-- Begin Data records --
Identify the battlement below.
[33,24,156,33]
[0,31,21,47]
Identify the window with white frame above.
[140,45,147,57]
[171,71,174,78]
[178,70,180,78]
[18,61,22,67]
-- End Data records --
### What you will do
Can you restate all of these items with "Identify" swapped for "Locate" and nothing else changed?

### In response
Locate the battlement below.
[33,24,156,33]
[0,31,21,47]
Locate the window with white frame above.
[140,45,147,57]
[171,71,174,78]
[178,70,180,78]
[18,61,22,67]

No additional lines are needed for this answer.